■ ACTIONS TO TAKE ■
1) Answer these questions from the passage about Marc Ankenbauer's lake-jumping:
(a) How many lakes are in Waterton-Glacier International Peace Park?
(b) Which two parks make up Waterton-Glacier International Peace Park?
(c) Which organization was Ankenbauer supporting?
2) From the passage about Marc Ankenbauer's lake-jumping, extract the part starting with "The way he describes" and going on through "for cancer patients.", with no changes.
3) Can you write what comes next in the passage about Marc Ankenbauer's lake-jumping, picking up after its last sentence?

■ SELECTED PASSAGE ■
Marc Ankenbauer has spent a surprising amount of time jumping into “freezing cold lakes for charity,” as his site puts it. Several years ago, Ankenbauer had what he rather bravely calls a “brief bout with cancer,” as though having cancer could ever be called a bout, and as though even the briefest cancer experience could really feel all that brief.
The way he describes his activity of lake-jumping may seem at first a vague euphemism for something else, but Ankenbauer does precisely what his website claims: for the past decade he has traveled through the back hills and the off-trail woods of Waterton-Glacier International Peace Park (comprised of Glacier National Park in Montana and Waterton Lakes National Park across the border in Alberta, Canada) and has been jumping in every one of its 168 lakes, using any publicity to solicit donations for an organization that offers programs for cancer patients.
There’s something brilliant in the way Ankenbauer approached his mission. His goal was simple—he wasn’t skydiving, base jumping, or anything so irresponsibly brash that everything he did was covered by a blanket of self-aggrandizing showboat machismo to overshadow his actual cause. He did something that was by no means easy (getting into the lakes is only half the battle—actually finding them in a huge international park is a feat on its own), but jumping into the frigid waters of lakes in Canada and Montana is endearing and in the spirit of the organization he was supporting (Camp Mak-A-Dream).

■ DATASET ■
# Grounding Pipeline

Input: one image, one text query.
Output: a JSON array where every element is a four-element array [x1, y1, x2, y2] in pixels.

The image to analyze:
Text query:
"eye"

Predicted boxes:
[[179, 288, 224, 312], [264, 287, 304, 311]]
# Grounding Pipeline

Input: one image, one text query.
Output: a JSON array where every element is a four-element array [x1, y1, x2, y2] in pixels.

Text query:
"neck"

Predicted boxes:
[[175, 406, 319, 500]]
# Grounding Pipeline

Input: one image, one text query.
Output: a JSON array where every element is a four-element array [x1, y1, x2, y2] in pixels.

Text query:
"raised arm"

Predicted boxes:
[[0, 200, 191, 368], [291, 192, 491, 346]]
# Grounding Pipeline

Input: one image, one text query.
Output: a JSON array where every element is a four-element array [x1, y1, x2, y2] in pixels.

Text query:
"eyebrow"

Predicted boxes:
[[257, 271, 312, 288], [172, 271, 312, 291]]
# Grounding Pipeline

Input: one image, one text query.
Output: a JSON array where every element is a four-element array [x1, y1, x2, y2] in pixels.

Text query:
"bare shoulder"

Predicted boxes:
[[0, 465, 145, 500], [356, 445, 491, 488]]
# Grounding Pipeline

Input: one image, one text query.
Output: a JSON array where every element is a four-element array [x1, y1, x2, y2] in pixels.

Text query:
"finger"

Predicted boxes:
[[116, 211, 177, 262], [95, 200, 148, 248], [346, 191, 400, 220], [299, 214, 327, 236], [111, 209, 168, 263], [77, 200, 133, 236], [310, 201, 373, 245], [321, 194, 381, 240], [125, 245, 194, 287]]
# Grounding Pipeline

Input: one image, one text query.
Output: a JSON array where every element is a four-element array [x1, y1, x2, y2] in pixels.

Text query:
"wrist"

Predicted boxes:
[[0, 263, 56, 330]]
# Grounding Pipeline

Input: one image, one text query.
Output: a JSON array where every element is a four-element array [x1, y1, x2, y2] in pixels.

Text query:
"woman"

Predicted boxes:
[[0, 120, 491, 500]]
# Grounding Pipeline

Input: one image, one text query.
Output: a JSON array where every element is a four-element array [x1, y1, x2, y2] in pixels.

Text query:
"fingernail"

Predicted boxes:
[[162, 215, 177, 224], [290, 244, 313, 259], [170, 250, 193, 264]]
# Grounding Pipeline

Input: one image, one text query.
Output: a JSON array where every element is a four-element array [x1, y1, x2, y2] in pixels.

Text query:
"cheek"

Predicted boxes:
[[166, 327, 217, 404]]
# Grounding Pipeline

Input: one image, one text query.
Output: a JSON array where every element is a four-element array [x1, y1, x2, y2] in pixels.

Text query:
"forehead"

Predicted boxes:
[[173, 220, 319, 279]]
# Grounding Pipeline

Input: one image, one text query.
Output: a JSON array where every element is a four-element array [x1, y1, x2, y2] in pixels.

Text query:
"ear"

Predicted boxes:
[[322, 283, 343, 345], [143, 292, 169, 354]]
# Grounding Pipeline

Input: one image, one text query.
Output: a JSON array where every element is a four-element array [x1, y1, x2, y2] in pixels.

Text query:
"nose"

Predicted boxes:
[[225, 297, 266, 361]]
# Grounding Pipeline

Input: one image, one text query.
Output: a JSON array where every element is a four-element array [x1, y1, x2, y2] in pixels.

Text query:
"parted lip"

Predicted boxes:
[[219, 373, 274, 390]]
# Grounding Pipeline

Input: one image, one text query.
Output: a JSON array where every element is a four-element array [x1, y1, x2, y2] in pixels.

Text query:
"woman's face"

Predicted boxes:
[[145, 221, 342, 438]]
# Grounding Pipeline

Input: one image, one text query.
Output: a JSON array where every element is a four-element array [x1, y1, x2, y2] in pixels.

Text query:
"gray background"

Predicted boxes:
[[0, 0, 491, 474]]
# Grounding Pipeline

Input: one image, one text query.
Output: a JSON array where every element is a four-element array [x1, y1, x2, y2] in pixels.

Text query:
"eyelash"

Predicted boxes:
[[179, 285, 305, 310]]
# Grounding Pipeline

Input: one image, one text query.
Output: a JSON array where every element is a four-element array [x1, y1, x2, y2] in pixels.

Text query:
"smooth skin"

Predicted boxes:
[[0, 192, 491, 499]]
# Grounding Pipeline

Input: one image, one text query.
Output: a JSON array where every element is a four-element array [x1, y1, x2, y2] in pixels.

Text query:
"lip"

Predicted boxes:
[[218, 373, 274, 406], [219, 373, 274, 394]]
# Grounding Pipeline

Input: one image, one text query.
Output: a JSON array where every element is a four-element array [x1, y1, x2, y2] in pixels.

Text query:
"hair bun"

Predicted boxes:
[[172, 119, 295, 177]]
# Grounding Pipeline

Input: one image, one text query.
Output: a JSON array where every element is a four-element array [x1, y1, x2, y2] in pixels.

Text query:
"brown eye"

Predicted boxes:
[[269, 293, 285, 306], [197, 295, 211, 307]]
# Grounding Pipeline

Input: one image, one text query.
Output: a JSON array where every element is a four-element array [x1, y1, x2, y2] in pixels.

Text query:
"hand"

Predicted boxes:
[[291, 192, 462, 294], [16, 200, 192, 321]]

■ RESPONSES PER TASK ■
1)
(a) 168
(b) Glacier National Park in Montana and Waterton Lakes National Park in Alberta, Canada
(c) Camp Mak-A-Dream

2)
The way he describes his activity of lake-jumping may seem at first a vague euphemism for something else, but Ankenbauer does precisely what his website claims: for the past decade he has traveled through the back hills and the off-trail woods of Waterton-Glacier International Peace Park (comprised of Glacier National Park in Montana and Waterton Lakes National Park across the border in Alberta, Canada) and has been jumping in every one of its 168 lakes, using any publicity to solicit donations for an organization that offers programs for cancer patients.

3)
Marc finished his grand adventure of lake-jumping Sunday Sept. 8th, although he probably isn’t refusing donations to his site, Glacier Explorer, if you can take a hint.
The downside of the final lake jump on Sunday is that now Marc, who literally spent all his free time for ten years hiking the park and jumping into lakes, doesn’t have such a big mission on his mind. Perhaps he will take on something new soon. But it is important to keep in mind that the moral of Marc’s story can be examined in layers: the first, and more obvious, is that one can never do too much for a charitable cause, and the second, more complicated moral is that one should try to stray from any bigger life goals in case they either never come to fruition, or in case they come to a successful end and leave a big void in your life, and agenda. Complacency and immobility are the best ways to ward off the crushing effects of successfully reaching a lifelong goal.